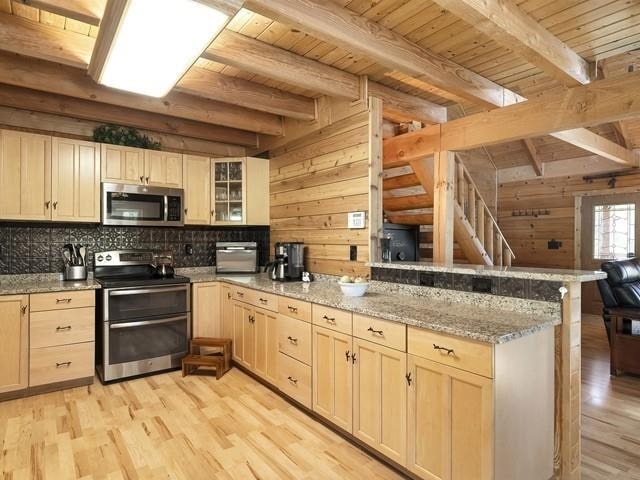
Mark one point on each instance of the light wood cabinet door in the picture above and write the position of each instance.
(163, 169)
(25, 176)
(75, 180)
(266, 338)
(205, 310)
(197, 190)
(333, 376)
(14, 343)
(450, 422)
(380, 398)
(226, 311)
(257, 173)
(122, 164)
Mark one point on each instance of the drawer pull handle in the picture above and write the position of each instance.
(444, 349)
(370, 329)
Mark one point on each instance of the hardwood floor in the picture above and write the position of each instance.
(610, 411)
(199, 428)
(173, 428)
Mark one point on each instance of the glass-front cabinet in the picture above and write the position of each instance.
(229, 191)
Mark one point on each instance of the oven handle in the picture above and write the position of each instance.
(142, 291)
(148, 322)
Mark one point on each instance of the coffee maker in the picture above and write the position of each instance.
(289, 261)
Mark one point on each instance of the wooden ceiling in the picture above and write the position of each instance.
(605, 33)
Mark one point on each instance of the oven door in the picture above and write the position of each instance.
(142, 340)
(122, 304)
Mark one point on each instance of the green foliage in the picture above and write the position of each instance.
(130, 137)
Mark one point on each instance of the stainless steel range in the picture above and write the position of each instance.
(144, 319)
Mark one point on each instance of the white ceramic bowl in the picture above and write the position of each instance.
(353, 289)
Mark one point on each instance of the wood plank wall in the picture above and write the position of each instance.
(315, 181)
(528, 234)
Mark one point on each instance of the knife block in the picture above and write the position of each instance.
(75, 272)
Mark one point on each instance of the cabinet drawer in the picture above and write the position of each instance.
(61, 300)
(294, 338)
(294, 379)
(295, 308)
(62, 327)
(332, 318)
(268, 301)
(59, 364)
(475, 357)
(383, 332)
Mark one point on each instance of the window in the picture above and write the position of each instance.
(614, 231)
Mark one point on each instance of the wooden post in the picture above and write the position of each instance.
(567, 392)
(443, 207)
(375, 178)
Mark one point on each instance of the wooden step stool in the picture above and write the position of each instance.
(221, 361)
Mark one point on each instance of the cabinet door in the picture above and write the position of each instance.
(429, 419)
(75, 180)
(228, 191)
(226, 311)
(205, 310)
(25, 176)
(14, 342)
(380, 398)
(266, 339)
(257, 173)
(163, 169)
(333, 376)
(122, 164)
(197, 190)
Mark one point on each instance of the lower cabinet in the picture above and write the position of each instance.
(14, 343)
(380, 398)
(450, 422)
(333, 376)
(206, 310)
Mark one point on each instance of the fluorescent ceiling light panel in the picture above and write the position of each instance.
(156, 42)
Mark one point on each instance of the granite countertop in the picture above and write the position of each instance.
(492, 325)
(545, 274)
(41, 283)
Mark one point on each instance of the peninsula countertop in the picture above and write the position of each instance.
(468, 319)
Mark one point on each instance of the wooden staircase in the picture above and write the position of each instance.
(408, 199)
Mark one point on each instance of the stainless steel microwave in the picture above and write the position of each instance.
(141, 205)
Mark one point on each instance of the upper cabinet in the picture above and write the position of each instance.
(75, 180)
(25, 176)
(240, 191)
(163, 169)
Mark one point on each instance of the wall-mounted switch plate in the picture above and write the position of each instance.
(356, 220)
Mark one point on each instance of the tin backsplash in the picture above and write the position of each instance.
(37, 247)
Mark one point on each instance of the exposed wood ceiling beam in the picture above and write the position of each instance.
(536, 163)
(599, 145)
(26, 37)
(257, 57)
(596, 103)
(348, 30)
(100, 112)
(53, 78)
(504, 22)
(87, 11)
(208, 84)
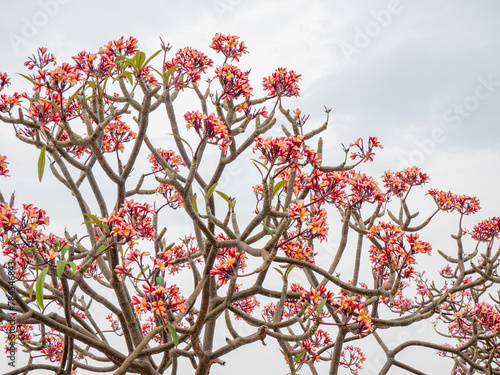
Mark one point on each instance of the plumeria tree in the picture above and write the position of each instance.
(235, 277)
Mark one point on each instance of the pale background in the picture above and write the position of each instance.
(424, 77)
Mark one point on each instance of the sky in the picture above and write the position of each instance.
(422, 76)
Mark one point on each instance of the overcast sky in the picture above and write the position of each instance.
(422, 76)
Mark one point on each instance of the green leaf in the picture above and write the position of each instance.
(261, 163)
(278, 187)
(60, 264)
(95, 219)
(153, 56)
(73, 266)
(168, 73)
(321, 305)
(64, 249)
(210, 191)
(139, 58)
(128, 76)
(299, 357)
(261, 174)
(279, 271)
(73, 97)
(53, 104)
(27, 77)
(174, 335)
(194, 204)
(41, 163)
(160, 281)
(101, 249)
(269, 230)
(284, 355)
(224, 196)
(183, 140)
(289, 269)
(39, 286)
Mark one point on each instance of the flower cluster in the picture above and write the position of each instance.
(210, 128)
(353, 316)
(361, 153)
(103, 64)
(7, 102)
(246, 108)
(486, 230)
(352, 358)
(297, 249)
(229, 46)
(3, 166)
(319, 340)
(169, 157)
(282, 83)
(158, 299)
(291, 306)
(116, 133)
(122, 47)
(59, 80)
(23, 240)
(400, 182)
(246, 305)
(4, 80)
(234, 82)
(289, 152)
(227, 266)
(190, 64)
(41, 60)
(17, 333)
(448, 202)
(311, 221)
(175, 258)
(53, 348)
(393, 254)
(131, 222)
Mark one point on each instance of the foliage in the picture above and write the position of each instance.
(92, 121)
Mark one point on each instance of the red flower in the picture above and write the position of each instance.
(210, 128)
(191, 64)
(234, 82)
(282, 83)
(3, 166)
(229, 46)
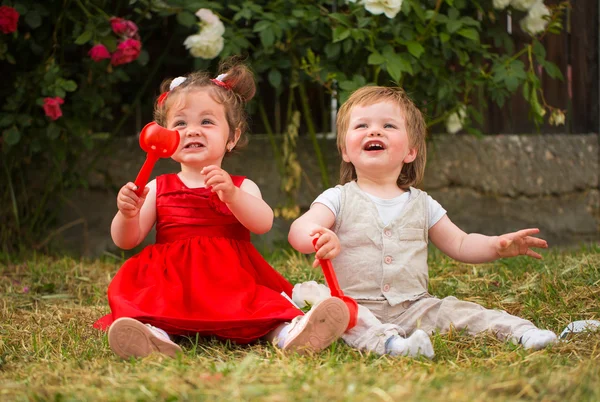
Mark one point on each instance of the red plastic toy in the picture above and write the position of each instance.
(336, 291)
(157, 142)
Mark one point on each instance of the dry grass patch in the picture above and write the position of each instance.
(49, 350)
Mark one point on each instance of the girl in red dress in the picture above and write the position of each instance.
(203, 276)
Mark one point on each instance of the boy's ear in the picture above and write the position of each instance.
(345, 156)
(411, 156)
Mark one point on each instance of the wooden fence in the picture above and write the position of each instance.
(575, 52)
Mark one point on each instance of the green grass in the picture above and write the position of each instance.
(49, 350)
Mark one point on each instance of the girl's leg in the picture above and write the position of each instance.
(131, 338)
(372, 335)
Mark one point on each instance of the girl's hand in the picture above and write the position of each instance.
(328, 245)
(220, 182)
(519, 243)
(128, 202)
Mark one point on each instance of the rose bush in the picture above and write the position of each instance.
(75, 72)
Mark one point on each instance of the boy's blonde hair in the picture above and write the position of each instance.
(239, 88)
(412, 173)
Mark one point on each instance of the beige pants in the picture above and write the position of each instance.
(378, 321)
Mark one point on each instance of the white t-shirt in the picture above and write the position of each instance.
(388, 209)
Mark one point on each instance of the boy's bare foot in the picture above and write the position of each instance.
(318, 328)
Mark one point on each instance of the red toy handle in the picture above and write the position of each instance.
(336, 291)
(329, 274)
(142, 178)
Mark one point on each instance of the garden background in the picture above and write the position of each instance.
(509, 89)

** WORK REQUIRED **
Every line above should be returned exactly; the pictures stay out.

** EXERCISE ANSWER **
Mark one point on each instance of the light wood cabinet door in the picture above and write the position of each instance.
(163, 169)
(25, 176)
(75, 180)
(266, 338)
(205, 310)
(197, 190)
(333, 376)
(14, 343)
(450, 422)
(380, 398)
(226, 311)
(257, 173)
(122, 164)
Mark one point on each instance of the drawer pull handle in the picture above and write the position of each instance.
(444, 349)
(370, 329)
Mark one point on each instance of the hardwood floor in the picture above and write the position of each instance.
(610, 411)
(199, 428)
(173, 428)
Mark one point on each instance of the glass-front cabinet in the picture above and write the position of each instance.
(229, 191)
Mark one point on each instance of the oven handle in the picture above and write the position of each instance.
(142, 291)
(148, 322)
Mark one point on each instance of the coffee maker in the picture above and write the position of each instance.
(289, 261)
Mark one point on each instance of the wooden ceiling in the picture above and write the position of each instance.
(605, 33)
Mark one point on each instance of the oven door in the picture above and write the position of each instance.
(142, 340)
(122, 304)
Mark one point on each instance of the green foliage in the picture above and write the position of each instance.
(130, 137)
Mark one point on each instance of the stainless steel range in the picture above and write the position of each instance.
(144, 319)
Mark one point on each instance of the white ceramic bowl in the picture above and write the position of each instance.
(353, 289)
Mark one point on each instance of the wood plank wall in the picture above and write the position of each instance.
(315, 181)
(528, 234)
Mark one point on each instance of the knife block in the picture above and write the position of each instance.
(75, 272)
Mark one point on each instance of the cabinet drawer in the picture above and write the position of each instance.
(61, 300)
(294, 338)
(294, 379)
(295, 308)
(62, 327)
(332, 318)
(268, 301)
(59, 364)
(475, 357)
(383, 332)
Mark one point on each instance of the window in the picture above and write the position of each instance.
(614, 231)
Mark one point on each instance of the wooden post in the picture above and write the position of each instance.
(567, 392)
(443, 207)
(375, 178)
Mark one point on each instance of the wooden step stool in the picture above and write the position of each instance.
(221, 361)
Mark one point on each instance of the cabinet door in the picture above and write the position of each instance.
(429, 419)
(75, 180)
(228, 191)
(226, 311)
(205, 310)
(25, 176)
(14, 342)
(380, 398)
(266, 339)
(257, 173)
(163, 169)
(333, 376)
(122, 164)
(197, 190)
Mark one point on each instance of the lower cabinet in the picture above and write the position of each instance.
(14, 343)
(380, 398)
(450, 422)
(333, 376)
(206, 310)
Mark one point on each instance of the fluorescent ceiling light panel in the picture above and write the position of each instance.
(156, 42)
Mark one point on each instance of the granite countertop in the picture above and write the position of each instance.
(492, 325)
(545, 274)
(41, 283)
Mark one point on each instance of the peninsula countertop in the picture above and write the position of each instance.
(468, 319)
Mark one point on each instance of the wooden staircase in the picture above and write the position of each instance.
(408, 199)
Mark one point on each instance of the stainless steel microwave in the picture above and write the position of each instance.
(141, 205)
Mark one point on each instance of the upper cabinet in the picture above and write the position of each instance.
(75, 180)
(25, 176)
(240, 191)
(163, 169)
Mark one point on each instance of the wall-mounted switch plate in the picture above and write the position of each instance.
(356, 220)
Mark one point on each instance of the tin backsplash in the picture above and write the position of each instance.
(37, 247)
Mark one point on each instance of the exposed wood ceiling beam in the picture above and write the position of each instance.
(536, 163)
(599, 145)
(26, 37)
(257, 57)
(596, 103)
(348, 30)
(100, 112)
(53, 78)
(504, 22)
(87, 11)
(208, 84)
Mark one point on each instance of the plumeria tree in the picture above and write the position of each instance.
(235, 277)
Mark one point on each instance of the pale background in the picture above and write the position of each instance.
(424, 77)
Mark one point on each instance of the sky in the picture above and write the position of each instance.
(422, 76)
Mark one point on each instance of the overcast sky in the picture above and write the position of each instance.
(422, 76)
Mark one point on each instance of the green leaf in the picture above and write the position of each instance.
(261, 163)
(278, 187)
(60, 264)
(95, 219)
(153, 56)
(73, 266)
(168, 73)
(321, 305)
(64, 249)
(210, 191)
(139, 58)
(128, 76)
(299, 357)
(261, 174)
(279, 271)
(73, 97)
(53, 104)
(27, 77)
(174, 335)
(194, 204)
(41, 163)
(160, 281)
(101, 249)
(269, 230)
(284, 355)
(224, 196)
(183, 140)
(289, 269)
(39, 286)
Mark one point on each instance of the flower cluster in the picture above and write the position of each instance.
(210, 128)
(353, 316)
(361, 153)
(103, 64)
(7, 102)
(246, 108)
(486, 230)
(352, 358)
(297, 249)
(229, 46)
(3, 166)
(319, 340)
(169, 157)
(282, 83)
(158, 299)
(291, 306)
(116, 133)
(122, 47)
(59, 80)
(23, 240)
(400, 182)
(246, 305)
(4, 80)
(234, 82)
(289, 152)
(227, 266)
(190, 64)
(41, 60)
(17, 333)
(448, 202)
(311, 221)
(175, 258)
(53, 348)
(393, 254)
(131, 222)
Mark one point on each instance of the foliage in the picture above and write the position of each instance.
(92, 121)
Mark one point on each instance of the red flower in the picture above and write the position of each instance.
(210, 128)
(191, 64)
(234, 82)
(282, 83)
(3, 166)
(229, 46)
Mark one point on each instance of the red plastic toy in the picture above and write the position of each instance.
(336, 291)
(157, 142)
Mark one point on each instance of the dry grass patch in the picture above and write the position of each instance.
(49, 350)
Mark one point on each instance of the girl in red dress in the picture above and write the position of each instance.
(203, 276)
Mark one point on each instance of the boy's ear in the picture above and write the position of each instance.
(345, 156)
(411, 156)
Mark one point on each instance of the wooden fence in the picture above and write the position of each instance.
(575, 52)
Mark one point on each instance of the green grass in the picture above and write the position of each instance.
(49, 350)
Mark one point on each instance of the girl's leg in the picture above and write the position of each instance.
(131, 338)
(372, 335)
Mark one point on each instance of the girl's hand in the picture above and write the position of each instance.
(328, 245)
(220, 182)
(519, 243)
(128, 202)
Mark one point on each instance of the rose bush in the picture above and write the position of each instance.
(75, 72)
Mark one point on each instance of the boy's blonde hair in the picture above and write the position of each instance.
(239, 88)
(412, 173)
Mark one point on each instance of the beige pants in the picture above and write the position of each instance.
(378, 321)
Mark one point on each instance of the white t-shirt in the picture above and write the position of each instance.
(388, 209)
Mark one point on each instance of the boy's bare foot in the picture above and write the position of each instance.
(318, 328)
Mark one point on each instance of the red toy handle in the picture above and write the position of each instance.
(336, 291)
(329, 274)
(142, 178)
Mark one point on each instance of the garden background in the picture above and write the position of each instance.
(509, 89)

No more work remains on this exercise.